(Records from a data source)
_ _ _ _ _
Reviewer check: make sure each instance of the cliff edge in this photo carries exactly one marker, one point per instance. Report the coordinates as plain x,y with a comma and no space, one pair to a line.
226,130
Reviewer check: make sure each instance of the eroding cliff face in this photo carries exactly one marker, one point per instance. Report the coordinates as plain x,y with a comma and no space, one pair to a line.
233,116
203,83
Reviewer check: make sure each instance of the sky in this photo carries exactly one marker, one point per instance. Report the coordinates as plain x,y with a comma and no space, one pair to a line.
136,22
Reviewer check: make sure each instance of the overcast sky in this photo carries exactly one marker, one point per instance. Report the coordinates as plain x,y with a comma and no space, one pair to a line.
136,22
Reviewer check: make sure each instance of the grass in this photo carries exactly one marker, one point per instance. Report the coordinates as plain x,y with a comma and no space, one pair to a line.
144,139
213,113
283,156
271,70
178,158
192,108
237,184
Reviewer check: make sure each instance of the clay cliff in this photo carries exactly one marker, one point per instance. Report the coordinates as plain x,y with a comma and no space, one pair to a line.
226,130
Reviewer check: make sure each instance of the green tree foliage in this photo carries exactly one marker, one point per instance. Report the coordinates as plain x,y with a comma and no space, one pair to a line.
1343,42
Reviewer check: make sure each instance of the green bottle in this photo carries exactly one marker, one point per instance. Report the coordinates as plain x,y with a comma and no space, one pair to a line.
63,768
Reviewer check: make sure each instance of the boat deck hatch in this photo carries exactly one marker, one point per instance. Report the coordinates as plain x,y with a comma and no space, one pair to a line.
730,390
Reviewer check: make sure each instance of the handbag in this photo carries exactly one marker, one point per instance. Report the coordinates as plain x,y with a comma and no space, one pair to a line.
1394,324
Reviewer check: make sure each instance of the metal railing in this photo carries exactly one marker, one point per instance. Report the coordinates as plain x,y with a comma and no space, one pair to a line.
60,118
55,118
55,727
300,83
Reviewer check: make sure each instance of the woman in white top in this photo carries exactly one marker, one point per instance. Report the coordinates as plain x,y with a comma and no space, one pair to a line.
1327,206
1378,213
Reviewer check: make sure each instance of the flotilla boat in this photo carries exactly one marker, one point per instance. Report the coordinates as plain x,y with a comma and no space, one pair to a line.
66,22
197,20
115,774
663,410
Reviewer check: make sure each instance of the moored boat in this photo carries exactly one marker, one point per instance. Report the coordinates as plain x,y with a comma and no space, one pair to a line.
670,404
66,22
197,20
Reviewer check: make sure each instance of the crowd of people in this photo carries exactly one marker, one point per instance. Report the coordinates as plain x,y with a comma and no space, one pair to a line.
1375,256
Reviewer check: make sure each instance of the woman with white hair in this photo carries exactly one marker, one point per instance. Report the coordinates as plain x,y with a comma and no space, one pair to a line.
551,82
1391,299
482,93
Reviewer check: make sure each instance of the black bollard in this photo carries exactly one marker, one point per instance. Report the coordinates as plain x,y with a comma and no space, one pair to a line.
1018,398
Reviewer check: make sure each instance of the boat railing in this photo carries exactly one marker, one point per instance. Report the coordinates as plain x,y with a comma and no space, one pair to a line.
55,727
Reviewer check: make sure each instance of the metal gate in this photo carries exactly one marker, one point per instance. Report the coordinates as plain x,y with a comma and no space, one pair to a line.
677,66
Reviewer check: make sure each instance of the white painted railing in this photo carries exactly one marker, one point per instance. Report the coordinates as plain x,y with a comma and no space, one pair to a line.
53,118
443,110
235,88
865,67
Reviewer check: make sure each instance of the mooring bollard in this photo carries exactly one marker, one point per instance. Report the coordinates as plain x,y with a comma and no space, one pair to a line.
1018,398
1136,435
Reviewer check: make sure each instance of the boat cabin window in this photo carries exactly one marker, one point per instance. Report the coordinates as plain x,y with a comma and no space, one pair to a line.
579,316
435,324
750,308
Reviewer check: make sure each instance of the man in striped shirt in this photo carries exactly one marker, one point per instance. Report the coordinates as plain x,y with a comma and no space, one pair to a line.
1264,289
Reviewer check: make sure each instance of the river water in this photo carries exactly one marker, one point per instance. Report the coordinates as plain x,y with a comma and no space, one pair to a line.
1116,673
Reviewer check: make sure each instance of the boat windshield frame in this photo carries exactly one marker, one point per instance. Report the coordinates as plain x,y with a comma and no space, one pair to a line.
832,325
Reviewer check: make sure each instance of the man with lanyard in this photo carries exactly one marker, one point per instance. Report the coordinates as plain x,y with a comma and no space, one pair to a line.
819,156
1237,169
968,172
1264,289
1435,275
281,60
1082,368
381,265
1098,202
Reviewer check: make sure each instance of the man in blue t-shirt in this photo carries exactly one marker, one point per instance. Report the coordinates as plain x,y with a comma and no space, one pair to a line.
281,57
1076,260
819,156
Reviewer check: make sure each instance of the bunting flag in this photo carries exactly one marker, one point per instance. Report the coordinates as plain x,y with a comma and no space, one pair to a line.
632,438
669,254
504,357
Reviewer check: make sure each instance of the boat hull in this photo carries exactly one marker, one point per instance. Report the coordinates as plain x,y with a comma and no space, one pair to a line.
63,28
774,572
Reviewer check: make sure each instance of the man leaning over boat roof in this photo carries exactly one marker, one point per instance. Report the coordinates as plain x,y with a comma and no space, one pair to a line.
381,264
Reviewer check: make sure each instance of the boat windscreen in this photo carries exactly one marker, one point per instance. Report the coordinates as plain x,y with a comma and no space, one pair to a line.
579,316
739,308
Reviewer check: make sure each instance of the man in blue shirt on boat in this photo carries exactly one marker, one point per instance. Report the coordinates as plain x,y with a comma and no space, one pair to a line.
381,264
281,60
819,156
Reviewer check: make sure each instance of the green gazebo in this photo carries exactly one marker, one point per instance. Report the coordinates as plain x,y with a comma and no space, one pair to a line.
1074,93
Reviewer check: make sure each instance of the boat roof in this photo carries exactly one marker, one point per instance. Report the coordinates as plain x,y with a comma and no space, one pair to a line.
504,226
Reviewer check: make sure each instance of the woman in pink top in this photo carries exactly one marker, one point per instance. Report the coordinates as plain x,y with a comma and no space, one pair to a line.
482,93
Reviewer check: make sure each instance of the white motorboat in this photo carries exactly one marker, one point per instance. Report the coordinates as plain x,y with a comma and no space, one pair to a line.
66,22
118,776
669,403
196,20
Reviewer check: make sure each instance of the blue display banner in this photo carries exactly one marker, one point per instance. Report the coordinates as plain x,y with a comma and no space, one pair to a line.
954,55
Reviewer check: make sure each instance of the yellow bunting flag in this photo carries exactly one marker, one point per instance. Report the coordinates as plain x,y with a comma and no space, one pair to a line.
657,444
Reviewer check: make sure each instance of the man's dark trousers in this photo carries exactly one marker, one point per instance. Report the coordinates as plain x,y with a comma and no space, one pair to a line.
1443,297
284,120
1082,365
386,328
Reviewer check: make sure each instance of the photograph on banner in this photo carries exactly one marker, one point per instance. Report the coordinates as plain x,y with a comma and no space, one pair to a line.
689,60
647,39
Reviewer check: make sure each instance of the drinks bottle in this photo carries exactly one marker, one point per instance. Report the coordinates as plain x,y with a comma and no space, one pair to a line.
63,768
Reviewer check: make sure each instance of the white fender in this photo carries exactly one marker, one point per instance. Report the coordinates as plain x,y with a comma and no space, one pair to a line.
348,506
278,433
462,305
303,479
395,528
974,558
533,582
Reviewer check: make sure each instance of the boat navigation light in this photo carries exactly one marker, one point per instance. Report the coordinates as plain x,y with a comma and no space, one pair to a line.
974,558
_ _ _ _ _
TO BE DONE: Using the material above, print every entry exactly as written.

ANSWER TO THE PROBLEM:
Reviewer check: make sure each instance of the cliff edge in this photo carries exactly one marker, one point per instance. Report the coordinates as plain x,y with a comma and no space, one pair to a line.
226,130
Reviewer check: make sure each instance of the eroding cliff face in this photo carries exactly one marker, one point per instance. Report the coordinates as plain x,y with a comma and no space, one pair to a line.
233,116
203,83
Reviewer check: make sure each instance of the sky in this photo carries exactly one marker, one point per instance. Report the coordinates as plain x,y with a comma and no space, one pair to a line.
136,22
Reviewer check: make sure each instance of the overcast sky in this photo carries exactly one marker, one point per instance. Report the coordinates as plain x,y with a comma and no space, one pair to a line.
136,22
Reviewer check: make sure each instance of the grass in this photo carries exactly one marker, one point per instance. Report the coordinates as plain x,y with a comma and no space, one pair to a line.
144,139
213,113
283,156
271,70
178,158
192,108
237,184
Reviewer check: make sure each instance of the clay cliff in this photo carries exactly one marker, one point per instance. Report the coordinates as plain x,y with a comma and no space, one pair to a line.
226,130
Reviewer check: make sure each instance of the green tree foliage in this photo carries exactly one marker, one point per instance. Report the coordinates as plain x,y with a comma and no space, one pair to a line.
1343,42
Reviewer check: make sure each instance of the green bottle in this photo carries exactly one marker, one point per instance. Report the coordinates as plain x,y with a comma and no space, one pair to a line.
63,768
Reviewer check: make sure each instance of the boat deck hatch in this photo carries exactly one marker, one point per instance. Report the coordinates as plain x,y with a comma and no space, one pair to a line.
730,390
Reviewer check: make sure each instance of the handbag in this photo carries exactly one marker, one point per instance. Report the coordinates as plain x,y with a comma and no space, one pair to a line.
1394,324
Reviewer check: make sure each instance of the metal railing in this photo carries exactly one marker, one point per instance. Report the coordinates as plain x,y with a comma and no space, one pair to a line.
60,118
55,118
55,727
300,83
Reviewer check: make sure each instance of the woman in white top in this photo carries exactly one marker, one point per instance. Report the coordinates as plain x,y with a comma and no space, one pair to a line.
1327,206
1378,213
Reviewer check: make sure each instance of the flotilla boat in this photo carries exactly one marker, one point per instance. Report the coordinates as plain x,y with a comma and no space, one pair to a line.
66,22
197,20
115,774
663,410
Reviewer check: make sure each instance of the moored boat in this photo carries exactly one marker, one point per instance. Report the coordinates as plain x,y with a comma and no space, one pair to a line.
670,404
66,22
197,20
Reviewer check: make sure each instance of the crowd of people in this photo carries exactly one marker, one point per instance. Report the coordinates as plain x,y with a comma and no space, one pair to a line.
1375,256
Reviewer check: make sure each instance of the woman with white hair in this photo carries exactly one marker, one point per instance. Report the coordinates as plain x,y with a comma and no space, one pair to a line.
551,82
1391,299
482,93
Reviewer check: make sure each instance of the black bollard in this photo carries exactly one marker, one point per instance. Report the coordinates as plain x,y with a comma and no space, one pair to a line.
1018,398
Reviewer check: make sure each instance of the boat railing in this photo carries exactly one marker, one point per instance. Report the coordinates as plain x,y with a comma and no space, one pair to a line.
55,727
Reviewer check: make sure each instance of the metal gate in this photo carries exactly one marker, one point per instance. Report the coordinates as plain x,y with a comma and no space, one pair to a line.
677,66
Reviewer check: make sure each instance of the white painted railing in this photo carries exactly one marker, one point per instance. Report the coordinates as plain x,y with a comma and no space, one pair to a line.
53,118
443,110
235,88
865,67
Reviewer check: make sure each instance of the mooring bollard in this photo carries exactly one marker, one point per instance. Report the coordinates as plain x,y with a comma and no space, one pair to a line.
1018,398
1136,435
Reviewer check: make sure each instance of the boat cabin window in this photo carries exactly one marker, one point per instance. Report the coordinates as plain x,y with a comma and no space, one pair to a line.
579,316
435,324
750,308
Reviewer check: make sure each instance of the man in striped shirt in this photo carries exactly one marker, one point per instance. Report the coordinates as plain x,y with a comma and no space, one pair to a line.
1264,289
Reviewer check: make sure each instance of the river water in this photo carries exactly one marker, one point per instance. Report the coordinates as plain x,y with a comma and no space, one pair to a line.
1116,673
Reviewer check: make sure each instance of the boat windshield frame in this photo carries exactly one marker, one point per instance. Report the coordinates as plain x,y with a comma and no space, one pair to a line.
832,325
Reviewer check: make sure each instance of the man with lanyard in this photo carries exactly one marker, one point per instance. Report the coordinates as plain x,y with a comma and no space, one pair to a line.
819,156
1237,169
968,172
1264,289
1435,275
281,60
1082,368
381,265
1098,202
Reviewer check: make sure each instance of the man in blue t-shirt in this photo carries exactly one marker, one point per instance. Report the coordinates as plain x,y with a comma and no space, one pair to a line.
281,57
1076,260
819,156
Reviewer check: make sure each instance of the bunting flag in this photo carries exactly one marker, one point per instance. Report the coordinates as plain x,y with a comma and no space, one pair to a line.
632,438
669,254
504,357
Reviewer check: make sure each instance of the boat hull in this photo carries exactly one marker, one point per instance. Report the coordinates as plain x,y with a comma and no space, one pair to a line.
63,28
774,572
Reviewer check: make sure each instance of the man leaning over boat roof in this photo carries exactly one marker, one point per instance. Report the coordinates as plain x,y with a comma and no space, one pair to a line.
381,264
Reviewer check: make sure each instance of the boat windscreen in this photo carries exactly one marker, one point per instance. Report the coordinates as plain x,y with a comma and no space, one pair to a line.
579,316
739,308
Reviewer check: make sure each instance of the man in blue shirt on boat in this photo carries exactly one marker, one point per instance. Report the coordinates as plain x,y with a comma and no space, one pair to a line.
381,264
281,60
819,156
Reviewer check: make sure each instance of the green gazebo in this photo carries exactly one marker, one point per instance. Report the coordinates as plain x,y with a comma and no space, one pair to a line.
1074,93
Reviewer check: make sure each instance of the boat roof in this photo carries exactly one marker, one point per instance. Report the coordinates as plain x,y with a comma and no space, one pair to a line.
504,226
Reviewer check: make sure each instance of the woman in pink top in this photo carries exactly one marker, one point per instance. Report the coordinates as plain x,y with a comma and no space, one pair to a line.
482,93
Reviewer check: make sure each instance of the white motorboat in this photo carries exactly one marker, one point per instance. Report the coordinates as plain x,y with a comma and no space, one pair to a line.
66,22
118,776
669,403
196,20
Reviewer check: make sure each instance of the blue display banner in this photo carries exactly one marker, one point per instance. Report the coordinates as plain x,y with a comma and no space, one pair to a line.
954,55
Reviewer check: make sure each instance of the yellow bunting flag in this photo carries exactly one marker, one point per instance. Report the coordinates as plain x,y with a comma and no space, one pair to a line.
657,444
Reviewer check: make sure each instance of the man's dark trousers in this photo carries exactly one marker, one point per instance. Report the coordinates as plain x,y with a comma and no space, one pair to a line.
1443,297
284,120
1082,365
386,328
Reviewer check: make sure each instance of the photograph on banner in this photo carries exactly one marker, one point per instance. Report the coordinates as plain x,y with a comma and no space, one pair to a line.
689,60
647,39
Reviewer check: make sure each instance of the drinks bottle in this photo carries exactly one marker, one point per instance. Report the coordinates as plain x,y with a comma and no space, one pair to a line.
63,768
Reviewer check: make sure each instance of the white fender in this photo carries exactly one marker, one point per instance. Report the coordinates as plain x,y with a comma and no space, one pair to a line.
348,506
278,433
462,305
303,479
395,528
974,558
533,582
Reviewer check: make sure each instance of the boat navigation light in this photo carries exactly one marker, one point per instance. Report the coordinates as plain x,y with a comma and no space, one pair to a line.
974,558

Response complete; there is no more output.